The listing below is to be copied in full, line by line.

#####

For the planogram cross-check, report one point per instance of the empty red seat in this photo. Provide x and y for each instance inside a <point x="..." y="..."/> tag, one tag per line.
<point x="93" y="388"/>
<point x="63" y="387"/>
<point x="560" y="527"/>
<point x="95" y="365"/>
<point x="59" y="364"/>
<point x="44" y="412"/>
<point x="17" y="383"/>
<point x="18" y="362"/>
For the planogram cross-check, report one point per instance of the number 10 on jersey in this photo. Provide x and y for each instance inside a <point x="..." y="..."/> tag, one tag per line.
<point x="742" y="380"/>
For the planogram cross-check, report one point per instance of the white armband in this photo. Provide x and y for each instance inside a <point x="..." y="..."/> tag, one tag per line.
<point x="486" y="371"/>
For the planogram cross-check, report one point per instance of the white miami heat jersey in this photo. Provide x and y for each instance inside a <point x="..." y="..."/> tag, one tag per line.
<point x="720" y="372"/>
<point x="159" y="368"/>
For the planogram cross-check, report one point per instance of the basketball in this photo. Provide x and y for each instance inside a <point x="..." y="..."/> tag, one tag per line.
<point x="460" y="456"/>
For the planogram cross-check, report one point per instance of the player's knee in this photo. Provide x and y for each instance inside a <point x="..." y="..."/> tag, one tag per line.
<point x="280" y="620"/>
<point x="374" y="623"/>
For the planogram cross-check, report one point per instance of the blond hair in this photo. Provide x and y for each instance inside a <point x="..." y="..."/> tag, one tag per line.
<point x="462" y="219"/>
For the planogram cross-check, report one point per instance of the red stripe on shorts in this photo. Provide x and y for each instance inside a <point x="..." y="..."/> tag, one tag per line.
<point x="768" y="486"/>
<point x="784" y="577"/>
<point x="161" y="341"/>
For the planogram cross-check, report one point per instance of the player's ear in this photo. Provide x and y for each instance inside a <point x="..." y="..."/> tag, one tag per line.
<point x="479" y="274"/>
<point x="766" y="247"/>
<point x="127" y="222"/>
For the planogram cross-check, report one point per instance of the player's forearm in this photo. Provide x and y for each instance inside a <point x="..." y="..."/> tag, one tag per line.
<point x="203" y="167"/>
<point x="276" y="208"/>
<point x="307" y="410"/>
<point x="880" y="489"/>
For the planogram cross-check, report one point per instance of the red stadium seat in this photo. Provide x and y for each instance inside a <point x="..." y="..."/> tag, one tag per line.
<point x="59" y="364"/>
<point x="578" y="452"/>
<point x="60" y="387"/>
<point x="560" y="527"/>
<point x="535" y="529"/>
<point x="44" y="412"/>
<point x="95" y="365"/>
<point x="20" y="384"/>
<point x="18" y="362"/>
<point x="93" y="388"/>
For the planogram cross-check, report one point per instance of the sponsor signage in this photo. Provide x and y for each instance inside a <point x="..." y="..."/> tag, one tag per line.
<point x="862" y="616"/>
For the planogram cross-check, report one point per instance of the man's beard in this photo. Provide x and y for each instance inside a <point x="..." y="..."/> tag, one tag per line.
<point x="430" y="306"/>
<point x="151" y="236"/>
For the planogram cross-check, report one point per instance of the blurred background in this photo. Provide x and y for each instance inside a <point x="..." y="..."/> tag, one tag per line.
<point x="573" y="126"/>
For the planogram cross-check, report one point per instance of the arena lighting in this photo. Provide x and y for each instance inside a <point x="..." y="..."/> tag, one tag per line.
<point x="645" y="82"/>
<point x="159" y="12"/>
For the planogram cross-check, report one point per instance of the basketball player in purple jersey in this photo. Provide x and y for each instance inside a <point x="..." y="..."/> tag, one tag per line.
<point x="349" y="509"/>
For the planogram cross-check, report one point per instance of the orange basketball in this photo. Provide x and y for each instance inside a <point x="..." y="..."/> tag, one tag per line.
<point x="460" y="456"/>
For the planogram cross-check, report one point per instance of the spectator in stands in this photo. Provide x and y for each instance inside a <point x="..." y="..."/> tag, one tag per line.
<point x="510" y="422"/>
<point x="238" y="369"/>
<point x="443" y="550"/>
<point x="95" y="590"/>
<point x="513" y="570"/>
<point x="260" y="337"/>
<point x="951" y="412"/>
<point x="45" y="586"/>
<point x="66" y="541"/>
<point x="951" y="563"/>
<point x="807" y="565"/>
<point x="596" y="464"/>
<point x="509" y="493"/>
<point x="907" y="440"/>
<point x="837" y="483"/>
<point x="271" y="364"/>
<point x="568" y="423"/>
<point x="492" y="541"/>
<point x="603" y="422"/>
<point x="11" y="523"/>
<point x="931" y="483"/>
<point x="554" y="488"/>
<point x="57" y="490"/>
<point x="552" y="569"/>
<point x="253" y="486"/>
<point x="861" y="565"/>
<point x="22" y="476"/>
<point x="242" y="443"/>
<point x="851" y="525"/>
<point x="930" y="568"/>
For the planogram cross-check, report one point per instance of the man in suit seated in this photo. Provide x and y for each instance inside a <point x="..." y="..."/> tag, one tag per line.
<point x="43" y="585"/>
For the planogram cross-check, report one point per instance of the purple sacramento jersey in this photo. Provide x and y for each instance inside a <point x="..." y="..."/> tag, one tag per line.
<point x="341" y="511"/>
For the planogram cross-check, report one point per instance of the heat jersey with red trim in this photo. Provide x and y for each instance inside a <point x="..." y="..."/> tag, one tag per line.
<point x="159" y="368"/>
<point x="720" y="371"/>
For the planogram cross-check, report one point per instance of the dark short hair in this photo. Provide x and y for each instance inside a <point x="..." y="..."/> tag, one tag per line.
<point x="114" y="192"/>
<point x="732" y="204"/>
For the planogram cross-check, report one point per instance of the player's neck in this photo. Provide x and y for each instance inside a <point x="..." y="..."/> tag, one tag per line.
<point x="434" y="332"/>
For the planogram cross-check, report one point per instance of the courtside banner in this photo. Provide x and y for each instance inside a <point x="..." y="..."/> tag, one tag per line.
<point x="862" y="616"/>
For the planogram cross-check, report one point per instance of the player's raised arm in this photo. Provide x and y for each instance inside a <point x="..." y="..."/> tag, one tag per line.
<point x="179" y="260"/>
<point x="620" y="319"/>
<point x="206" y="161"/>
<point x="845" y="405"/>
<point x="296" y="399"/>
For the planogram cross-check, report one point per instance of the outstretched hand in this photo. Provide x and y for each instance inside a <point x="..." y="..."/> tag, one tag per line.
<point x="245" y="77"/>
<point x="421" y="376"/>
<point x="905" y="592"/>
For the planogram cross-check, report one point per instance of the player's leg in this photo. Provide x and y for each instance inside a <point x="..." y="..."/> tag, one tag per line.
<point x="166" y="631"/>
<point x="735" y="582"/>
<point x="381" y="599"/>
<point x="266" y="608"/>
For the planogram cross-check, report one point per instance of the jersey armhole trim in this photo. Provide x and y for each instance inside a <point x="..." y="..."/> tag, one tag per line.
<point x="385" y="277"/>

#####

Result of this exercise:
For the planogram cross-check, report one point per instance of the empty red seat in this photo. Provide x and y for each instance inside a <point x="..." y="..."/> tag, one tag per line.
<point x="93" y="388"/>
<point x="63" y="387"/>
<point x="560" y="527"/>
<point x="95" y="365"/>
<point x="59" y="364"/>
<point x="44" y="412"/>
<point x="17" y="383"/>
<point x="18" y="362"/>
For the planogram cross-check, report one point per instance of the number 10 on jersey in this photo. Provide x and y for each instance inside a <point x="..." y="..."/> tag, one tag per line.
<point x="742" y="380"/>
For the planogram cross-check, report one point per instance of the white armband in this photo. Provide x and y for each instance inside a <point x="..." y="..."/> tag, one tag per line.
<point x="486" y="371"/>
For the planogram cross-check, report one point per instance of the white miami heat jersey in this photo. Provide x and y for each instance inside a <point x="..." y="..."/> tag, one tag per line.
<point x="720" y="372"/>
<point x="159" y="368"/>
For the planogram cross-check, report one point per instance of the basketball in this photo. Provide x and y for each instance inside a <point x="..." y="..."/> tag, one tag per line.
<point x="460" y="456"/>
For the planogram cross-check, report one point per instance of the player's knee in this photo. Provide x and y for each instance inside a <point x="..." y="..."/> tag, one tag per line.
<point x="280" y="620"/>
<point x="374" y="623"/>
For the planogram cross-check, report one point per instance of the blond hair in this photo. Provide x and y for each instance inside a <point x="..." y="..."/> tag, one tag per line.
<point x="462" y="219"/>
For the planogram cross-check, report one point per instance of the red stripe on shorts in this photo. Provide x and y for each instance inside a <point x="..." y="..."/> tag, one tag per line.
<point x="768" y="486"/>
<point x="784" y="577"/>
<point x="161" y="341"/>
For the planogram cross-check, report one point per instance of the player's ear in this photo. Provide x and y for each instance inside a <point x="..." y="..."/> tag, one tag per line.
<point x="479" y="274"/>
<point x="766" y="247"/>
<point x="127" y="222"/>
For the planogram cross-check, report one point per instance of the player's forearm in this photo. Provide x and y for each instance inside a <point x="..." y="..."/> tag, one tag per line.
<point x="203" y="167"/>
<point x="276" y="208"/>
<point x="307" y="410"/>
<point x="880" y="489"/>
For the planogram cross-check, report one point per instance of the red stadium seat in this photo. Provide x and y for each instance inside a <point x="..." y="..."/> tag, one tag per line.
<point x="59" y="364"/>
<point x="578" y="452"/>
<point x="60" y="387"/>
<point x="560" y="527"/>
<point x="535" y="529"/>
<point x="44" y="412"/>
<point x="95" y="365"/>
<point x="20" y="384"/>
<point x="18" y="362"/>
<point x="93" y="388"/>
For the planogram cross-check, report one point per instance of the sponsor signage in this photo. Provide x and y for each instance inside a <point x="..." y="..."/> tag, one tag per line.
<point x="862" y="616"/>
For the planogram cross-check, report one point per instance of the man's beard in this photo. Provide x and y for each instance inside a <point x="..." y="..."/> tag, one tag per line.
<point x="430" y="306"/>
<point x="151" y="236"/>
For the planogram cross-check, report one point per instance of the blurred background in this photo. Provide x and y for each instance inside a <point x="..." y="..."/> tag, one tag per line.
<point x="573" y="126"/>
For the planogram cross-check, report one point per instance of the arena lighting in this photo. Provide x and y for each instance inside a <point x="..." y="..."/> tag, one tag per line.
<point x="645" y="82"/>
<point x="159" y="12"/>
For the planogram cross-check, report one point per instance of the basketball player in purple jersey in this photo. Provide x and y for each instance inside a <point x="..." y="..."/> tag, one tag per line.
<point x="349" y="509"/>
For the planogram cross-check, report one point per instance of the orange basketball in this photo. Provide x and y for each instance inside a <point x="..." y="..."/> tag, one tag per line.
<point x="460" y="456"/>
For the planogram cross-check, report one point per instance of the spectator in stands in this photo. Provide x and y for each instance inside a <point x="..." y="..."/> tag, one tag per line.
<point x="510" y="422"/>
<point x="238" y="369"/>
<point x="443" y="550"/>
<point x="95" y="590"/>
<point x="513" y="570"/>
<point x="260" y="337"/>
<point x="951" y="412"/>
<point x="45" y="586"/>
<point x="66" y="541"/>
<point x="951" y="563"/>
<point x="807" y="565"/>
<point x="596" y="464"/>
<point x="509" y="493"/>
<point x="907" y="440"/>
<point x="837" y="483"/>
<point x="271" y="364"/>
<point x="568" y="423"/>
<point x="492" y="541"/>
<point x="603" y="422"/>
<point x="11" y="523"/>
<point x="931" y="483"/>
<point x="554" y="488"/>
<point x="57" y="490"/>
<point x="552" y="569"/>
<point x="253" y="486"/>
<point x="861" y="565"/>
<point x="22" y="476"/>
<point x="242" y="443"/>
<point x="851" y="525"/>
<point x="930" y="568"/>
For the planogram cross-check, report one point per instance of the man in suit seated in this photo. Provide x and y for each instance inside a <point x="..." y="..."/> tag, one tag per line.
<point x="43" y="585"/>
For the planogram cross-check, report one point per instance of the purple sacramento jersey in this photo. Provide x and y for each instance inside a <point x="..." y="..."/> tag, one tag per line.
<point x="341" y="511"/>
For the planogram cross-check, report one point per instance of the heat jersey with red trim in this photo. Provide x and y for each instance inside a <point x="..." y="..."/> tag, one tag per line.
<point x="159" y="368"/>
<point x="720" y="371"/>
For the planogram cross-check, report one point per instance of the dark short hair in this photo. Provide x and y for each instance inside a <point x="..." y="..."/> tag, one tag per line.
<point x="114" y="192"/>
<point x="732" y="204"/>
For the planogram cross-check, report one point per instance of the player's neck in this photo. Provide x and y for each instance inside a <point x="..." y="..."/> tag, one tag per line.
<point x="434" y="332"/>
For the planogram cross-check, report one point per instance of the courtside banner in this photo. Provide x and y for each instance inside a <point x="..." y="..."/> tag, one tag per line.
<point x="862" y="616"/>
For the planogram cross-check, report one point per instance of the player's raised arm in this photo. Provide x and y for each instance inside a <point x="..." y="..."/> tag, one tag per line.
<point x="179" y="260"/>
<point x="620" y="319"/>
<point x="206" y="161"/>
<point x="845" y="405"/>
<point x="296" y="399"/>
For the planogram cross-check, report one point per instance of the outstretched hand in this photo. Provide x and y for each instance inside a <point x="..." y="..."/> tag, one tag per line.
<point x="245" y="77"/>
<point x="421" y="376"/>
<point x="905" y="592"/>
For the planogram cross-check, report one point per instance of the player's leg in this photo. Provide x and y for each instance inside a <point x="..." y="..."/> tag, one tag per line.
<point x="166" y="631"/>
<point x="735" y="582"/>
<point x="381" y="599"/>
<point x="266" y="608"/>
For the planogram cross-check, report one point per instance of the jersey armhole trim in this photo. Provide x and y for each instance inside a <point x="..." y="..."/> tag, one tag per line.
<point x="385" y="277"/>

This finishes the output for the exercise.